● **Problem statement**: An exact copy of the lines from the one containing "of the small" through the last line below is required; include both of those lines and no others.

● **Region pointing data**:
^^^^^^^^^^^^^^^^

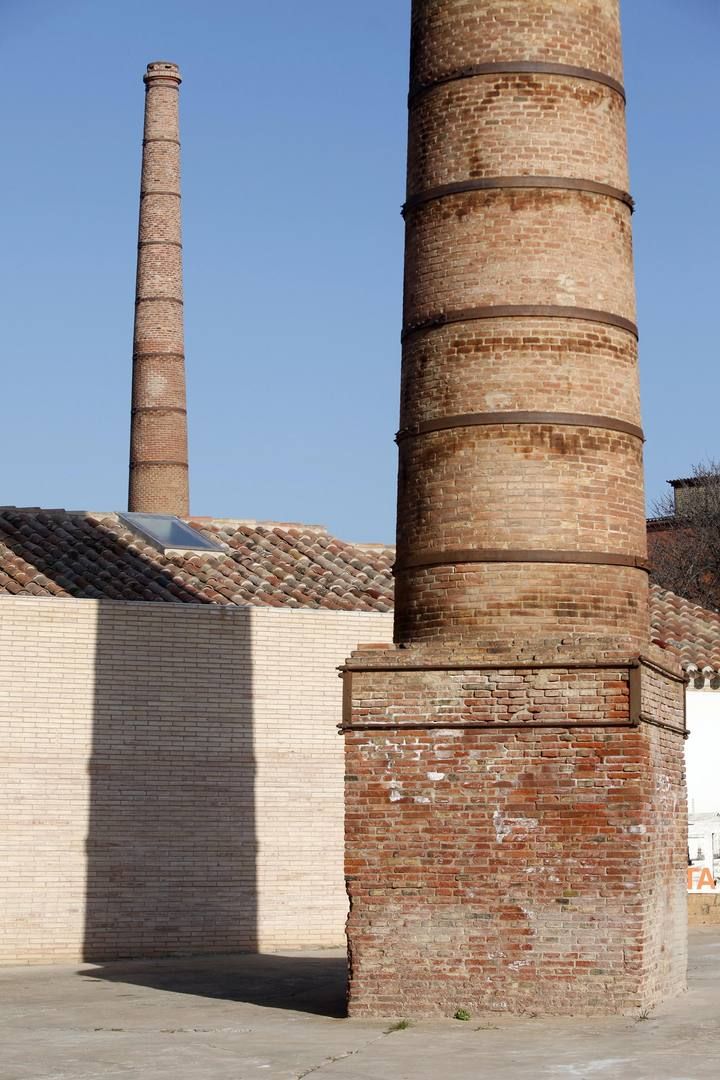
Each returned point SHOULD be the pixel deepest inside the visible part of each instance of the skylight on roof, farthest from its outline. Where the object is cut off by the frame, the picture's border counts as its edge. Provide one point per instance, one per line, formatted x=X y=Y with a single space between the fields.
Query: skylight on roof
x=168 y=532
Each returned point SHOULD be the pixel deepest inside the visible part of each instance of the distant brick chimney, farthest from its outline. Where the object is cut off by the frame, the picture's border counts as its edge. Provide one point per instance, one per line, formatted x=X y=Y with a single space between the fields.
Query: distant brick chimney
x=159 y=436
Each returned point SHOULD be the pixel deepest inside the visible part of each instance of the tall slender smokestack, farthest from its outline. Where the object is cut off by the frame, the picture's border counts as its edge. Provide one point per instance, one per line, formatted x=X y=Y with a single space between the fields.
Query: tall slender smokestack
x=515 y=833
x=159 y=435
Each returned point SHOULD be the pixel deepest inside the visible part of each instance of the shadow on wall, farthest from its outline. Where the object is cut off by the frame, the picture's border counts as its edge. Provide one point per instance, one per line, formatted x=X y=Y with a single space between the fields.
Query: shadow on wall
x=171 y=841
x=171 y=845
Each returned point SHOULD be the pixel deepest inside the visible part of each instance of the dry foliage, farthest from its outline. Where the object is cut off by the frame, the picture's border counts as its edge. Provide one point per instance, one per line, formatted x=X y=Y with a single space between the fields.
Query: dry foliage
x=685 y=553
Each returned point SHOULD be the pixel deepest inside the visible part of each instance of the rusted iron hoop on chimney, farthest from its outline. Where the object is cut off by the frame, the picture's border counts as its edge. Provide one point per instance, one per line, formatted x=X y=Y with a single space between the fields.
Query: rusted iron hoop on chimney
x=517 y=67
x=486 y=419
x=159 y=355
x=516 y=555
x=493 y=183
x=145 y=464
x=519 y=311
x=167 y=299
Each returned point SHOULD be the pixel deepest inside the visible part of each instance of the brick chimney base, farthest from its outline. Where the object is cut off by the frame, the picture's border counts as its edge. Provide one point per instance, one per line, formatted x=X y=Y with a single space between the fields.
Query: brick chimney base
x=516 y=832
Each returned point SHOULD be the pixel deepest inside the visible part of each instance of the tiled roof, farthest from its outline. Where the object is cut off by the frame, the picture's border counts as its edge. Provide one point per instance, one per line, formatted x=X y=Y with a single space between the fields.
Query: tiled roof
x=96 y=555
x=691 y=631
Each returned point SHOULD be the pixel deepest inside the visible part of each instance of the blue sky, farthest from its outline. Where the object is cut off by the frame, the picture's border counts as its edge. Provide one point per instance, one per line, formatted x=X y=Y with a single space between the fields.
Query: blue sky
x=294 y=129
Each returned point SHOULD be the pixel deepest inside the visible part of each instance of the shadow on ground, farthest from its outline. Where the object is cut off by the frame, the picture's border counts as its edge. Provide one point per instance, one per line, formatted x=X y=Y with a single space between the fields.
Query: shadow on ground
x=302 y=983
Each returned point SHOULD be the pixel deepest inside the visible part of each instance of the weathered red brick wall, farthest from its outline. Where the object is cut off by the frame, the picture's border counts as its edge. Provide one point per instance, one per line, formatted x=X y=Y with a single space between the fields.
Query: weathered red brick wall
x=514 y=840
x=515 y=796
x=159 y=441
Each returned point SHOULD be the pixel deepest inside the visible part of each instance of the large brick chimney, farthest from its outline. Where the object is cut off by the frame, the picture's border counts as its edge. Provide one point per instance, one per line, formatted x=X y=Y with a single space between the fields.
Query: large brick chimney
x=159 y=437
x=515 y=801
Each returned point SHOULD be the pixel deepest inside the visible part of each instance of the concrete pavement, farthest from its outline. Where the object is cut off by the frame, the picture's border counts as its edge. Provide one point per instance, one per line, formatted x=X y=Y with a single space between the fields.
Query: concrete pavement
x=279 y=1017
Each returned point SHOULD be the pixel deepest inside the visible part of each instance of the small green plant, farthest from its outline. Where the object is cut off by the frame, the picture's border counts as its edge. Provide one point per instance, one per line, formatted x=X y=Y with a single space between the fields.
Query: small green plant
x=399 y=1026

^^^^^^^^^^^^^^^^

● **Exercise output**:
Each returned point SHOULD be the pixel deepest inside the visible part of each instance of the small green plant, farthest from its outline. Where the object is cut off by the frame, the picture's border counts as its edge. Provide one point per instance, one per line, formatted x=X y=Y with a single space between the fields.
Query: small green plant
x=399 y=1026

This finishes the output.